Lester – Die beste aller Zeiten

Lester
(c) Martin Wilecki

Raus aus der Tristesse eines absoluten Mistjahres, vorbei am Stillstand und hin zur Hoffnung auf Glück, auf bessere Tage: Lester liefern die Antithese zu Pein und Pandemie mit zehn Songs zwischen Punk, Indie und 90s-Emo. Was auf dem Debütalbum der vier Münchner bereits recht gut funktionierte, wird nun kultiviert: Mit einem neuen Label im Rücken versucht „Die beste aller Zeiten“ ein Meer aus geplatzten Träumen vergessen zu machen.
* * * * * * *
Aufgabendetails →
Wie viele Songs liefern Lester laut dem Textabschnitt auf „Die beste aller Zeiten“? Die Zeilen stehen in keinem Zusammenhang mit dem Textabschnitt.
* * * * * * *
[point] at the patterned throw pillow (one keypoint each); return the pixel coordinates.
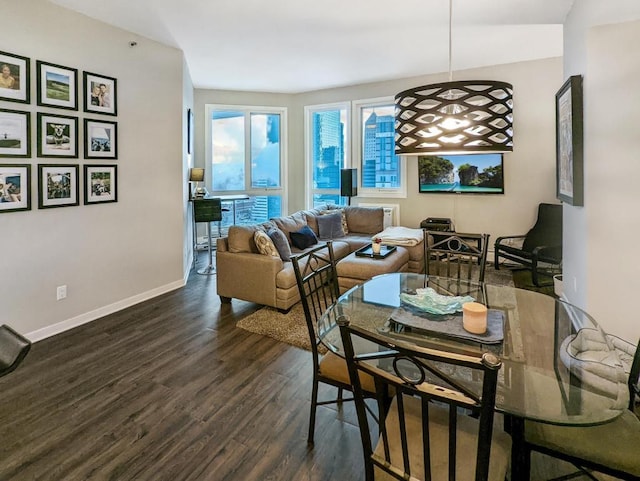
(264, 244)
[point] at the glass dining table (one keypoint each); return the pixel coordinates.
(557, 364)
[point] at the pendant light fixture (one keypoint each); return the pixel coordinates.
(454, 117)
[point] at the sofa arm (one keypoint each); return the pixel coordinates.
(247, 276)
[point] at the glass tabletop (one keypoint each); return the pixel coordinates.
(558, 366)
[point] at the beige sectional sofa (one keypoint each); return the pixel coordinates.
(244, 273)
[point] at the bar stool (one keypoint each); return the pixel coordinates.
(207, 210)
(13, 349)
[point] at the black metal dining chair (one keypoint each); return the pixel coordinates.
(455, 255)
(427, 432)
(610, 448)
(317, 283)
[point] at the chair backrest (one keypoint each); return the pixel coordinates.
(425, 430)
(461, 256)
(13, 349)
(634, 380)
(207, 210)
(317, 282)
(547, 231)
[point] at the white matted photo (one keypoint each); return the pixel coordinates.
(100, 139)
(15, 190)
(14, 78)
(57, 86)
(100, 184)
(57, 136)
(100, 94)
(15, 128)
(57, 186)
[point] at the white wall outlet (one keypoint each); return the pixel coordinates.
(61, 292)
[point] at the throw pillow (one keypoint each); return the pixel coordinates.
(279, 239)
(303, 238)
(264, 244)
(330, 226)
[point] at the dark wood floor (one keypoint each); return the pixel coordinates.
(170, 389)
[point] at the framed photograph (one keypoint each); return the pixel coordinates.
(15, 188)
(15, 133)
(57, 186)
(100, 94)
(100, 184)
(57, 136)
(569, 142)
(15, 78)
(57, 86)
(100, 139)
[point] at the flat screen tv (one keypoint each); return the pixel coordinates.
(461, 174)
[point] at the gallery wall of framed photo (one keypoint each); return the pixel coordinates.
(74, 152)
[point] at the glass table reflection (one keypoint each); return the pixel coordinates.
(544, 377)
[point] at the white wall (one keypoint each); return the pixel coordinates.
(109, 255)
(529, 169)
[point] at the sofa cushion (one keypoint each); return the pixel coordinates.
(330, 226)
(303, 238)
(290, 223)
(280, 241)
(264, 244)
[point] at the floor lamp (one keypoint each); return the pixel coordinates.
(207, 210)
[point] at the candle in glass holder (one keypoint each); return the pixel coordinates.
(474, 317)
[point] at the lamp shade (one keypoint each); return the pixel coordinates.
(196, 174)
(455, 117)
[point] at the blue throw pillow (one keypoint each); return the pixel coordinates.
(280, 241)
(304, 238)
(330, 226)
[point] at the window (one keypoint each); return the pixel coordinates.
(246, 155)
(327, 152)
(381, 171)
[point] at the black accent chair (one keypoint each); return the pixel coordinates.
(541, 250)
(610, 448)
(456, 255)
(13, 349)
(317, 282)
(427, 431)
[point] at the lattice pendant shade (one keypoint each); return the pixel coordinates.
(449, 117)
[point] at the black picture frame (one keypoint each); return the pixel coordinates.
(57, 136)
(57, 86)
(569, 142)
(58, 186)
(105, 99)
(15, 133)
(100, 139)
(15, 85)
(100, 184)
(15, 187)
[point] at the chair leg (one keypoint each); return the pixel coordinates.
(312, 414)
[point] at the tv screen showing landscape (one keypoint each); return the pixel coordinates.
(461, 174)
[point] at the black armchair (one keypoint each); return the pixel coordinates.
(541, 250)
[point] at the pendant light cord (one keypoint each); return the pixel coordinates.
(450, 28)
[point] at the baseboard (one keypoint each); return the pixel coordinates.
(63, 326)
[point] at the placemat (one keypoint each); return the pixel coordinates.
(450, 325)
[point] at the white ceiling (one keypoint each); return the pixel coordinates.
(293, 46)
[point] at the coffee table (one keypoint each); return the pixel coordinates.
(354, 269)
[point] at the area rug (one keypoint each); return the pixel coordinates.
(291, 328)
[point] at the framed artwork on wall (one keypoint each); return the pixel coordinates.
(100, 94)
(569, 142)
(57, 136)
(15, 188)
(15, 133)
(100, 139)
(15, 78)
(100, 184)
(57, 186)
(57, 86)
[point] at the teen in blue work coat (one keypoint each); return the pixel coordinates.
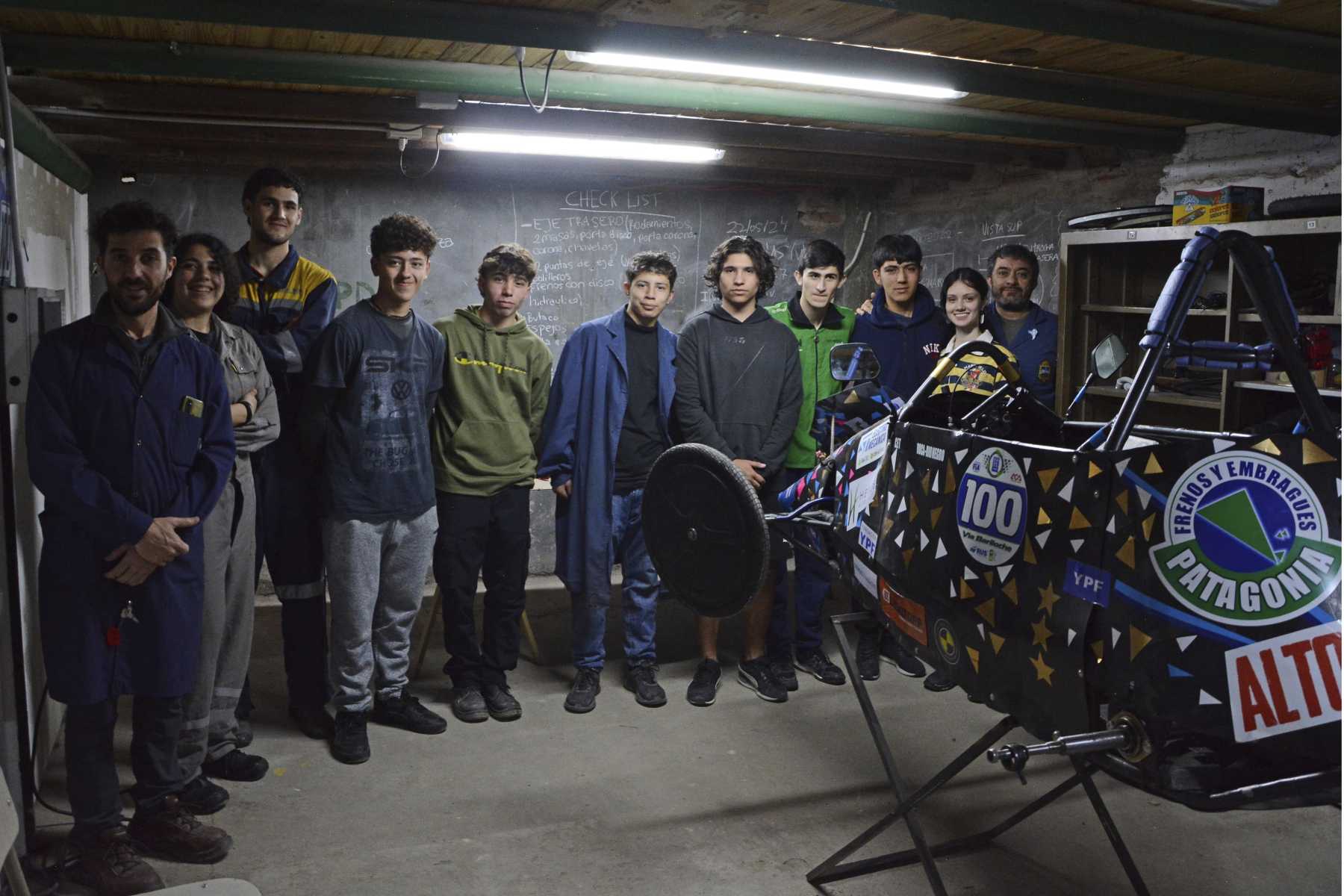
(597, 448)
(131, 442)
(112, 448)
* * * * * * *
Antwortbereich →
Zehn Songs.